▸ Goal:
Repeat every one of the rows below, switching "detection query" to "search phrase" wherever it appears and leaving everything else unchanged.

▸ Dataset rows:
'''

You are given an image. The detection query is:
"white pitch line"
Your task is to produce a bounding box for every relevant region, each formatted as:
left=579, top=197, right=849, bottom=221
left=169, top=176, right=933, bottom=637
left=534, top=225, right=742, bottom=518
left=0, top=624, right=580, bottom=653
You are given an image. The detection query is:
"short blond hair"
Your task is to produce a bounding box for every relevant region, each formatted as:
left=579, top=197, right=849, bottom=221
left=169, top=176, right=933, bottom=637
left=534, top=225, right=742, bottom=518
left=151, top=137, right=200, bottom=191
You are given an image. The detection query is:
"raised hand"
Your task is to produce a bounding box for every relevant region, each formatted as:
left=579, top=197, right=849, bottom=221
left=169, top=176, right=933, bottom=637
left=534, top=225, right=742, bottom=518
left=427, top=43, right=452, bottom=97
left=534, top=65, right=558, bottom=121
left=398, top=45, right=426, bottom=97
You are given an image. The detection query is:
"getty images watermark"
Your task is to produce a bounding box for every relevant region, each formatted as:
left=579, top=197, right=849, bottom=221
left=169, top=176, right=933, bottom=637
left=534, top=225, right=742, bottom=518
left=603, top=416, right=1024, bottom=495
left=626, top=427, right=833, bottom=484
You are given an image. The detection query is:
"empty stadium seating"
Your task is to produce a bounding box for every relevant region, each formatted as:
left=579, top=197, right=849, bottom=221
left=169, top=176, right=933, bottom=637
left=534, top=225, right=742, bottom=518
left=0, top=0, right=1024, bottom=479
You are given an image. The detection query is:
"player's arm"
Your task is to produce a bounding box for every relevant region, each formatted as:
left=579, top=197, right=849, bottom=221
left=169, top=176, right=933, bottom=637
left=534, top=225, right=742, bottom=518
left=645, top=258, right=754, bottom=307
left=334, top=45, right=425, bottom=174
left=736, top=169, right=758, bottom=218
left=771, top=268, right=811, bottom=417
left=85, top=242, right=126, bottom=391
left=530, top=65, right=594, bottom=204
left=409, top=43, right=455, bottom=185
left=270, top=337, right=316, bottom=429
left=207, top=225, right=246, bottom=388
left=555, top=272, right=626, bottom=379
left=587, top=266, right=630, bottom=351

'''

▸ Result of this task:
You are given an image. The search phrase is:
"white pitch line"
Your task is to produce a bounding box for every relevant region, each formatted as:
left=579, top=197, right=849, bottom=221
left=169, top=176, right=933, bottom=637
left=534, top=225, right=742, bottom=518
left=0, top=624, right=580, bottom=653
You are given an image. The search phrase is:
"short blond hair"
Your task is to produce a bounding box for every relevant region, each formatted as:
left=579, top=197, right=849, bottom=221
left=169, top=176, right=933, bottom=637
left=534, top=225, right=742, bottom=518
left=151, top=137, right=200, bottom=191
You are given an image. The search phrase is:
"raised hand"
Your task is to produce a bounding box for every relevant region, each formatted as:
left=579, top=197, right=849, bottom=221
left=169, top=176, right=933, bottom=637
left=534, top=225, right=742, bottom=518
left=427, top=43, right=452, bottom=97
left=534, top=65, right=558, bottom=121
left=398, top=45, right=426, bottom=97
You are given an image. The search phrase is:
"getty images watermark"
Your task is to produce a bounding box for every relevant region, each formatted as:
left=579, top=197, right=849, bottom=221
left=169, top=176, right=933, bottom=637
left=534, top=225, right=742, bottom=518
left=603, top=416, right=1024, bottom=495
left=626, top=427, right=833, bottom=484
You are given an image. The search phrase is:
"empty stadium seating"
Your task is to produce a bounding box for every relevant region, each formatted as:
left=579, top=197, right=849, bottom=221
left=169, top=176, right=933, bottom=637
left=534, top=225, right=742, bottom=518
left=0, top=0, right=1024, bottom=479
You are given an image. The search phrase is:
"player's arm"
Your task is to produce a bounding box for every relevant region, each formatted as:
left=579, top=197, right=849, bottom=221
left=169, top=176, right=933, bottom=637
left=534, top=225, right=742, bottom=518
left=645, top=258, right=754, bottom=307
left=334, top=45, right=425, bottom=174
left=736, top=169, right=758, bottom=218
left=771, top=268, right=811, bottom=417
left=85, top=242, right=126, bottom=391
left=530, top=65, right=594, bottom=204
left=409, top=43, right=455, bottom=185
left=270, top=337, right=316, bottom=429
left=207, top=225, right=246, bottom=388
left=555, top=272, right=626, bottom=379
left=587, top=266, right=630, bottom=351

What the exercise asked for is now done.